• Problem statement
Your task is to extract every entry that follows word for word while excluding the pictures.

• Material to process
──────
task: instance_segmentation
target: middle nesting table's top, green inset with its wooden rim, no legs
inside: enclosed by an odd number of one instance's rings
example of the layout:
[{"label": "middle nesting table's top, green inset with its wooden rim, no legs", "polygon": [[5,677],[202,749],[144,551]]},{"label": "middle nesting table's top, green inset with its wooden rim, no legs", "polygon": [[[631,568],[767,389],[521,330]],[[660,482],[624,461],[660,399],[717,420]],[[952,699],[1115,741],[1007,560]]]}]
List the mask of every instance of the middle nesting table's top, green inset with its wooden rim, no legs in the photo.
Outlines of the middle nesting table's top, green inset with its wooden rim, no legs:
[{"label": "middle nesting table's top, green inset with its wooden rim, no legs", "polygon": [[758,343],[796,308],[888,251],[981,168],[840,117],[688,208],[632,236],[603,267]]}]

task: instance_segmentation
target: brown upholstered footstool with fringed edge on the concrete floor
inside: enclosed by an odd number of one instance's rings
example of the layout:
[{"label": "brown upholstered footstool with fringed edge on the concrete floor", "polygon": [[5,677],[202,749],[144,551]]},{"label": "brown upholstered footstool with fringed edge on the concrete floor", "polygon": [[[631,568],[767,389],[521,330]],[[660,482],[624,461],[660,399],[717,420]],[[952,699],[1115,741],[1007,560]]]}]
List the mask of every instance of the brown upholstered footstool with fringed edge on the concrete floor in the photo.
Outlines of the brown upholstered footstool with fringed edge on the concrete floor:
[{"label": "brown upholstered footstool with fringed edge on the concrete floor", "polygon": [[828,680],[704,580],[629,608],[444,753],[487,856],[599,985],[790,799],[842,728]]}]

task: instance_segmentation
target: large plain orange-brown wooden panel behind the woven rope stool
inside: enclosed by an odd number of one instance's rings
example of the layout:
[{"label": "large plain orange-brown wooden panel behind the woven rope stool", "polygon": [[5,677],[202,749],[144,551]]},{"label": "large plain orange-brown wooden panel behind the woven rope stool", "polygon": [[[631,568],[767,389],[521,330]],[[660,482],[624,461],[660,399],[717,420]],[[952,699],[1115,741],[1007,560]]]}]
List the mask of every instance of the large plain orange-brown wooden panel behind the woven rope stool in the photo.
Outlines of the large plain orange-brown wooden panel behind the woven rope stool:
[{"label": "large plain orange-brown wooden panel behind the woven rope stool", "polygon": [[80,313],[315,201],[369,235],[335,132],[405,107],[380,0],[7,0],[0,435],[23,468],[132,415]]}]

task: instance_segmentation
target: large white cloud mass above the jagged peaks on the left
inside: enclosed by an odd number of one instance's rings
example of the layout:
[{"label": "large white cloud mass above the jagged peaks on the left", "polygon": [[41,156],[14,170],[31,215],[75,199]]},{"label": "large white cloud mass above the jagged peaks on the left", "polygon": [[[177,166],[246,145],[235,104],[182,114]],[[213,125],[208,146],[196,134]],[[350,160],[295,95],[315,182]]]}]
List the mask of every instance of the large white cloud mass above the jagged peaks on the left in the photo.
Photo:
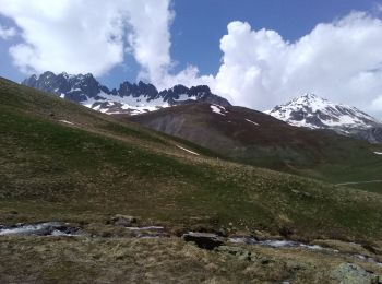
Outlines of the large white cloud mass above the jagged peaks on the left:
[{"label": "large white cloud mass above the jagged peaks on the left", "polygon": [[159,76],[170,64],[169,0],[0,0],[0,13],[22,31],[10,54],[24,73],[102,75],[126,51],[142,66],[141,76]]}]

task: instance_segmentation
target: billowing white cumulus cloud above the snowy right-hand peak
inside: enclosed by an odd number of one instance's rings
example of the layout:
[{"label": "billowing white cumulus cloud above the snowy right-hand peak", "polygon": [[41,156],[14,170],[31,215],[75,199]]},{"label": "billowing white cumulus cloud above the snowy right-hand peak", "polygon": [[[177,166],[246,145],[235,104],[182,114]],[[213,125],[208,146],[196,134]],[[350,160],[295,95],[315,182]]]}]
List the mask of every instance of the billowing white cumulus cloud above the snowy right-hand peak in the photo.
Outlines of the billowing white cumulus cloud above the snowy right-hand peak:
[{"label": "billowing white cumulus cloud above the snowy right-hand peak", "polygon": [[[198,78],[237,105],[266,109],[305,92],[382,117],[382,21],[354,12],[289,43],[275,31],[232,22],[214,76]],[[176,76],[175,80],[178,78]]]}]

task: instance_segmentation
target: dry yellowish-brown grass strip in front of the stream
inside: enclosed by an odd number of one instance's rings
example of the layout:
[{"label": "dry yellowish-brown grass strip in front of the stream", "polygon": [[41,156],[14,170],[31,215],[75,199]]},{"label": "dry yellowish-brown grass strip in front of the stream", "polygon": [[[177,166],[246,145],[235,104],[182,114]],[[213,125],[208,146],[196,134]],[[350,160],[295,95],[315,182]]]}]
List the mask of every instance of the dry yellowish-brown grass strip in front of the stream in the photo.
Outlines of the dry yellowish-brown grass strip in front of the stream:
[{"label": "dry yellowish-brown grass strip in front of the stream", "polygon": [[239,259],[172,238],[7,237],[0,249],[1,283],[331,283],[327,274],[336,265],[357,263],[327,253],[248,246],[242,249],[251,259]]}]

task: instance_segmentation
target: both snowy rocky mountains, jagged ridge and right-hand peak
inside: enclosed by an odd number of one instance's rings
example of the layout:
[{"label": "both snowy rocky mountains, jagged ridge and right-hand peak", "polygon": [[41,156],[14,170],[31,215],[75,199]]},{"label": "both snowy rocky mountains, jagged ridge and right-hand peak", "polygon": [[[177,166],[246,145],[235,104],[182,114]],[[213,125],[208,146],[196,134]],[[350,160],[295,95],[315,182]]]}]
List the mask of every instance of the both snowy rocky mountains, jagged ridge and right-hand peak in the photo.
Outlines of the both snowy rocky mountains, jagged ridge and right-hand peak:
[{"label": "both snowy rocky mountains, jagged ridge and right-hand peak", "polygon": [[[50,71],[39,76],[32,75],[22,84],[108,115],[133,116],[193,103],[230,106],[227,99],[213,94],[206,85],[190,88],[176,85],[159,92],[153,84],[126,81],[118,88],[109,90],[92,74],[55,74]],[[375,118],[355,107],[334,104],[314,94],[305,94],[264,113],[291,126],[332,130],[370,143],[382,142],[382,123]]]}]

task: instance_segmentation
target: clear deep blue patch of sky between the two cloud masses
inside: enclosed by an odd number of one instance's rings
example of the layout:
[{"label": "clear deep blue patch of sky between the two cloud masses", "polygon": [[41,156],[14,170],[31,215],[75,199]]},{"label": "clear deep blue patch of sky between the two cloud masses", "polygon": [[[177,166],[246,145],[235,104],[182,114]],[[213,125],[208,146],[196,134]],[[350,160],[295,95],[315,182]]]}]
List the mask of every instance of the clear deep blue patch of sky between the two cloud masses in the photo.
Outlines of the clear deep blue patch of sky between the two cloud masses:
──────
• Task result
task: instance_segmentation
target: middle nesting table's top, green inset with its wooden rim, no legs
inside: enclosed by an odd number of one instance's rings
example of the layout:
[{"label": "middle nesting table's top, green inset with its wooden rim, no legs", "polygon": [[5,677],[202,749],[144,551]]},{"label": "middle nesting table's top, green inset with its wooden rim, no legs", "polygon": [[[631,568],[767,389],[521,330]],[[660,482],[624,461],[660,399],[717,420]],[[952,699],[1115,741],[1007,560]]]}]
List the mask of every instance of the middle nesting table's top, green inset with its wooden rim, no legs in the photo.
Outlines of the middle nesting table's top, green inset with its wooden rim, no legs:
[{"label": "middle nesting table's top, green inset with its wooden rim, no legs", "polygon": [[758,343],[796,308],[888,251],[981,168],[840,117],[688,208],[632,236],[603,267]]}]

task: instance_segmentation
target: brown upholstered footstool with fringed edge on the concrete floor
inside: enclosed by an odd number of one instance's rings
example of the layout:
[{"label": "brown upholstered footstool with fringed edge on the concrete floor", "polygon": [[5,677],[202,749],[144,551]]},{"label": "brown upholstered footstool with fringed edge on the concrete floor", "polygon": [[[631,568],[767,389],[521,330]],[[660,482],[624,461],[660,399],[717,420]],[[952,699],[1115,741],[1007,560]]]}]
List the mask of every instance of the brown upholstered footstool with fringed edge on the concrete floor in the photo.
Outlines of the brown upholstered footstool with fringed edge on the concrete floor:
[{"label": "brown upholstered footstool with fringed edge on the concrete floor", "polygon": [[828,680],[704,580],[629,608],[444,753],[487,856],[599,985],[790,799],[842,728]]}]

task: instance_segmentation
target: large plain orange-brown wooden panel behind the woven rope stool
inside: enclosed by an odd number of one instance's rings
example of the layout:
[{"label": "large plain orange-brown wooden panel behind the woven rope stool", "polygon": [[5,677],[202,749],[144,551]]},{"label": "large plain orange-brown wooden panel behind the woven rope stool", "polygon": [[[631,568],[767,389],[521,330]],[[660,482],[624,461],[660,399],[717,420]],[[952,699],[1115,741],[1007,560]]]}]
List the mask of every instance of the large plain orange-brown wooden panel behind the woven rope stool in the photo.
Outlines of the large plain orange-brown wooden panel behind the woven rope stool:
[{"label": "large plain orange-brown wooden panel behind the woven rope stool", "polygon": [[80,313],[315,201],[369,235],[335,132],[405,107],[380,0],[7,0],[0,435],[23,468],[132,415]]}]

task: instance_segmentation
target: large white cloud mass above the jagged peaks on the left
inside: enclosed by an odd number of one instance's rings
example of the layout:
[{"label": "large white cloud mass above the jagged peaks on the left", "polygon": [[41,156],[14,170],[31,215],[75,199]]},{"label": "large white cloud mass above the jagged peaks on the left", "polygon": [[[177,166],[246,145],[235,104],[182,114]],[[213,125],[208,146],[196,134]],[[350,160],[295,95],[315,182]]]}]
List the mask of every instance of the large white cloud mass above the jagged peaks on the left in the photo.
Photo:
Outlines of the large white cloud mass above the jagged peaks on the left:
[{"label": "large white cloud mass above the jagged peaks on the left", "polygon": [[159,76],[170,64],[169,0],[0,0],[0,13],[22,31],[10,54],[24,73],[102,75],[126,51],[142,66],[141,76]]}]

task: instance_segmentation
target: billowing white cumulus cloud above the snowy right-hand peak
inside: enclosed by an odd number of one instance's rings
example of the layout:
[{"label": "billowing white cumulus cloud above the snowy right-hand peak", "polygon": [[41,156],[14,170],[31,215],[75,199]]},{"label": "billowing white cumulus cloud above the snowy right-hand peak", "polygon": [[[177,166],[246,145],[235,104],[182,114]],[[213,125],[208,146],[196,134]],[[350,160],[295,95],[315,182]]]}]
List the mask of every instance of the billowing white cumulus cloud above the snowy right-hand peak in the photo.
Outlines of the billowing white cumulus cloud above the snowy right-hand peak:
[{"label": "billowing white cumulus cloud above the snowy right-hand peak", "polygon": [[[198,78],[237,105],[266,109],[305,92],[382,117],[382,21],[354,12],[289,43],[275,31],[232,22],[214,76]],[[176,76],[175,80],[178,78]]]}]

task: instance_segmentation
target: dry yellowish-brown grass strip in front of the stream
inside: enclosed by an odd number of one instance's rings
example of the layout:
[{"label": "dry yellowish-brown grass strip in front of the stream", "polygon": [[41,156],[14,170],[31,215],[75,199]]},{"label": "dry yellowish-brown grass strip in front of the stream", "polygon": [[[177,166],[246,145],[235,104],[182,114]],[[213,125],[208,146],[196,134]],[[350,160],[295,95],[315,182]]]}]
List the mask of every instance of the dry yellowish-brown grass strip in front of the stream in the photo.
Outlines of the dry yellowish-brown grass strip in front of the stream:
[{"label": "dry yellowish-brown grass strip in front of the stream", "polygon": [[239,259],[172,238],[7,237],[0,249],[1,283],[331,283],[327,274],[336,265],[357,263],[327,253],[248,246],[242,249],[251,259]]}]

task: instance_segmentation
target: both snowy rocky mountains, jagged ridge and right-hand peak
inside: enclosed by an odd number of one instance's rings
example of the layout:
[{"label": "both snowy rocky mountains, jagged ridge and right-hand peak", "polygon": [[41,156],[14,170],[31,215],[75,199]]},{"label": "both snowy rocky mountains, jagged ridge and right-hand peak", "polygon": [[[177,166],[246,145],[235,104],[182,114]],[[213,125],[208,146],[196,134]],[[350,160],[295,95],[315,182]]]}]
List the mask of every instance of the both snowy rocky mountains, jagged ridge and right-hand peak in the photo.
Outlines of the both snowy rocky mountains, jagged ridge and right-hand peak:
[{"label": "both snowy rocky mountains, jagged ridge and right-hand peak", "polygon": [[[50,71],[39,76],[32,75],[22,84],[108,115],[133,116],[193,103],[230,106],[227,99],[213,94],[206,85],[190,88],[176,85],[159,92],[153,84],[126,81],[118,88],[109,90],[92,74],[55,74]],[[375,118],[355,107],[334,104],[314,94],[305,94],[264,113],[291,126],[332,130],[370,143],[382,142],[382,123]]]}]

task: instance_segmentation
target: clear deep blue patch of sky between the two cloud masses
inside: enclosed by an odd number of one instance's rings
example of the layout:
[{"label": "clear deep blue patch of sky between the two cloud masses", "polygon": [[41,156],[14,170],[31,215],[75,199]]},{"label": "clear deep blue patch of sky between the two cloud masses", "polygon": [[[177,166],[246,145],[235,104],[182,114]],[[213,125],[208,146],[196,134]],[[350,160],[295,95],[315,182]]]}]
List the mask of every instance of the clear deep blue patch of sky between the two cloud masses in the photo.
Outlines of the clear deep blue patch of sky between the two cloud masses:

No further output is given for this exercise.